**Excerpted passage:**
In Counts V, VI, and VIII, Plaintiff brings claims for breach of fiduciary duty, negligence, and slander of credit. Plaintiff's breach of fiduciary duty and negligence claims allege that Defendants damaged her when they provided her with false information regarding the status of her student loans; her slander of credit claim alleges that Defendants published false information about her financial, personal, and consumer reputation.

Through the Federal Tort Claims Act ("FTCA"), Congress has waived sovereign immunity based on many state law tort claims. 28 U.S.C. § 1346; Zelaya v. United States, 781 F.3d 1315, 1321 (11th Cir. 2015). However, under the misrepresentation exception, Congress' waiver expressly excludes any claim arising out of libel, slander, misrepresentation, or deceipt. 28 U.S.C. § 2680(h). "The phrase 'arising out of' is interpreted broadly to include all injuries that are dependent upon one of the listed torts having been committed." Zelaya, 781 F.3d at 1333 (citing United States v. Shearer, 473 U.S. 52, 55 (1985)). As such, "if the governmental conduct that is essential to proving a plaintiff's claim would be covered by the misrepresentation exception, then the Government is shielded from liability by sovereign immunity, no matter how the plaintiff may have framed his claim or articulated his theory." Id. at 1334.

Here, Plaintiff's breach of fiduciary duty and negligence claims are premised on Defendants providing her with false information, and her slander of credit claim is based on Defendants publishing false information about her. Plaintiff's allegations are therefore premised on libel, slander, misrepresentation, or deceit. As a result, these claims fall within the misrepresentation exception and are barred by sovereign immunity.

The Court notes that even if Plaintiff's claims did not fall under the misrepresentation exception, she has also failed to plead that she exhausted her administrative remedies against the United States under 28 U.S.C. § 2675. See Caldwell v. Klinker, 646 F. App'x 842, 846-47 (11th Cir. 2016). --------

Lastly, in her proposed amended complaint, Plaintiff seeks to add a new claim against the Department of Education for violation of her Fifth Amendment due process rights. Specifically, Plaintiff alleges that the Department seized her federal tax refund to pay for her delinquent student loans without due process of law. However, claims based directly on Fifth Amendment violations are barred by sovereign immunity. See, e.g., Sharma v. Drug Enforcement Agency, 511 F. App'x 898, 901 (11th Cir. 2013); United States v. Timmons, 672 F.2d 1373, 1380 (11th Cir. 1982) (citing Bivens v. Six Unknown Named Agents of Federal Bureau of Narcotics, 403 U.S. 388, 410 (1971) (Harlan, J. concurring)); Brooks v. U.S. Dep't of Educ. Fed. Offset Unit, No. 3:19-cv-50-J39JRK, 2019 WL 1976449, at *3 (M.D. Fla. Mar. 21, 2019); Ragans v. Smith, No. 8:10-cv-828-T-23TBM, 2010 WL 3044051, at *2 n.5 (M.D. Fla. July 14, 2010). Accordingly, Plaintiff's proposed Fifth Amendment claim is also barred by sovereign immunity.

**Given records:**

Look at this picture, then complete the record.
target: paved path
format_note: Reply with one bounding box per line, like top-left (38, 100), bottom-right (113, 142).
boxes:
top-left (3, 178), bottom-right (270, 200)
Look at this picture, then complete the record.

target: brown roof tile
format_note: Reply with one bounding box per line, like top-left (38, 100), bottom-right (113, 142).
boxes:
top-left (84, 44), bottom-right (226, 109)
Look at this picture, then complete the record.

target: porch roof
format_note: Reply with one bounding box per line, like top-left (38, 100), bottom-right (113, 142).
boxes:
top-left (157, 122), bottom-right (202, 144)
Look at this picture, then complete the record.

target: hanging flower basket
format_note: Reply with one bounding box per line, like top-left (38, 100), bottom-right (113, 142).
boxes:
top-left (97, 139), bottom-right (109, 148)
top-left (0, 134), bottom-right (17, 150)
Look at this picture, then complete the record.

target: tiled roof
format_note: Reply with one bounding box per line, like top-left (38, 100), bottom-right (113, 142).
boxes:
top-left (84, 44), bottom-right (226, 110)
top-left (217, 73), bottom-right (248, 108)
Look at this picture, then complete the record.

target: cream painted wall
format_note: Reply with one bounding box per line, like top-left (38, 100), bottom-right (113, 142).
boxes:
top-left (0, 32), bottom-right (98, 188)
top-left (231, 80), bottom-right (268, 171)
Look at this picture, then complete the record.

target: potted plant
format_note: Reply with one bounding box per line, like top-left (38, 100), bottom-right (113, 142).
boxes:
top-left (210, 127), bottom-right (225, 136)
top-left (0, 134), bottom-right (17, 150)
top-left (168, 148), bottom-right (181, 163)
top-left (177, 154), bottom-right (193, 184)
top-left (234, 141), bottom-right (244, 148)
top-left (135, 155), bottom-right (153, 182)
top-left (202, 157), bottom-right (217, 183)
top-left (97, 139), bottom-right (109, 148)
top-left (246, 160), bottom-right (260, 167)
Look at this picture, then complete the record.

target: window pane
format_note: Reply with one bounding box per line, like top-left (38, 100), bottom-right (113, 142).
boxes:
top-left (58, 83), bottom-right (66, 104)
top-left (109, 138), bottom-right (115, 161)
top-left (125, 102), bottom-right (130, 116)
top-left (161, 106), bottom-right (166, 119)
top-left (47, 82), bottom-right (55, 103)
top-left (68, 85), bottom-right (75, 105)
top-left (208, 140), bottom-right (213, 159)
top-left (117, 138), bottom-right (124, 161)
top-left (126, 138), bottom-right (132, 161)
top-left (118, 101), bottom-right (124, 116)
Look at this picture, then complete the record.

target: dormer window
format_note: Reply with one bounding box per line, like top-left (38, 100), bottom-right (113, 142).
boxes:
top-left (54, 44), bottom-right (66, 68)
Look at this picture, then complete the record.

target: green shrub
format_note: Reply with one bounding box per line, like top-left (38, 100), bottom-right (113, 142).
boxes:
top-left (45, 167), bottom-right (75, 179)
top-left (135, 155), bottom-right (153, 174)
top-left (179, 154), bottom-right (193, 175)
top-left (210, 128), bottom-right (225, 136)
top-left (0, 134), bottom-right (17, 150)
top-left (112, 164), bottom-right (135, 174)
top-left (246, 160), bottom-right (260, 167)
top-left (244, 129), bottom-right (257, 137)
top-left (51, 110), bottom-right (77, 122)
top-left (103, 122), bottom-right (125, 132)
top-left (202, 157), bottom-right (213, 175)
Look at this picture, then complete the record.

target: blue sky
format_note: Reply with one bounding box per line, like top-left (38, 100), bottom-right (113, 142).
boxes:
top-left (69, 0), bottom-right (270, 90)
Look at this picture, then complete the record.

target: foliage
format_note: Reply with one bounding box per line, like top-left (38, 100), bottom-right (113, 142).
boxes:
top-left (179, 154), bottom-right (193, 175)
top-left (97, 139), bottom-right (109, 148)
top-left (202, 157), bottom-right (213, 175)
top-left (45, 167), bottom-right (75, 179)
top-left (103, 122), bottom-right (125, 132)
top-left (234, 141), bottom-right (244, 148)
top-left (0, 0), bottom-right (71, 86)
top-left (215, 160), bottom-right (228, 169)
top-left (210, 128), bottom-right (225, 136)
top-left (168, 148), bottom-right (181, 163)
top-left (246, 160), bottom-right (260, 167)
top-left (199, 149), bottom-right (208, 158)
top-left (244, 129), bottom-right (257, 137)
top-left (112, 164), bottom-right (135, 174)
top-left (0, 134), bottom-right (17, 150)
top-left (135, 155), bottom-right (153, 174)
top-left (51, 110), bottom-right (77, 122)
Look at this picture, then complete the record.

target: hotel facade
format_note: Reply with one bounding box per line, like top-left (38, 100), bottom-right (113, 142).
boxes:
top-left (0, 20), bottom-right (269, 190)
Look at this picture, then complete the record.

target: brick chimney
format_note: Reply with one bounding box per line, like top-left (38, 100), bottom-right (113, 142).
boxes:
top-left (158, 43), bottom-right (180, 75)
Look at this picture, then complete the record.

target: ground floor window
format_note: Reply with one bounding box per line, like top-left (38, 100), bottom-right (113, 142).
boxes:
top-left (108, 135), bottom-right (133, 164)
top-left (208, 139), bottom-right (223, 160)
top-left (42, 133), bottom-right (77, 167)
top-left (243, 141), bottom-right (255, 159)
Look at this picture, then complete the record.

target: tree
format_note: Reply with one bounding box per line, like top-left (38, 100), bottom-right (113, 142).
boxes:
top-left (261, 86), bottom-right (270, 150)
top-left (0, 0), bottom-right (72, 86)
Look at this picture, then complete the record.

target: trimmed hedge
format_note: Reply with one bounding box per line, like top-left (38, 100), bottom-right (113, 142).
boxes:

**Stated exercise:**
Answer these questions using the court excerpt on sovereign immunity:
1. Which counts bring the claims for breach of fiduciary duty, negligence, and slander of credit?
2. Which section of the United States Code contains the misrepresentation exception?
3. According to the proposed amended complaint, what did the Department of Education seize?

**Solved exercise:**
1. Counts V, VI, and VIII
2. 28 U.S.C. § 2680(h)
3. Her federal tax refund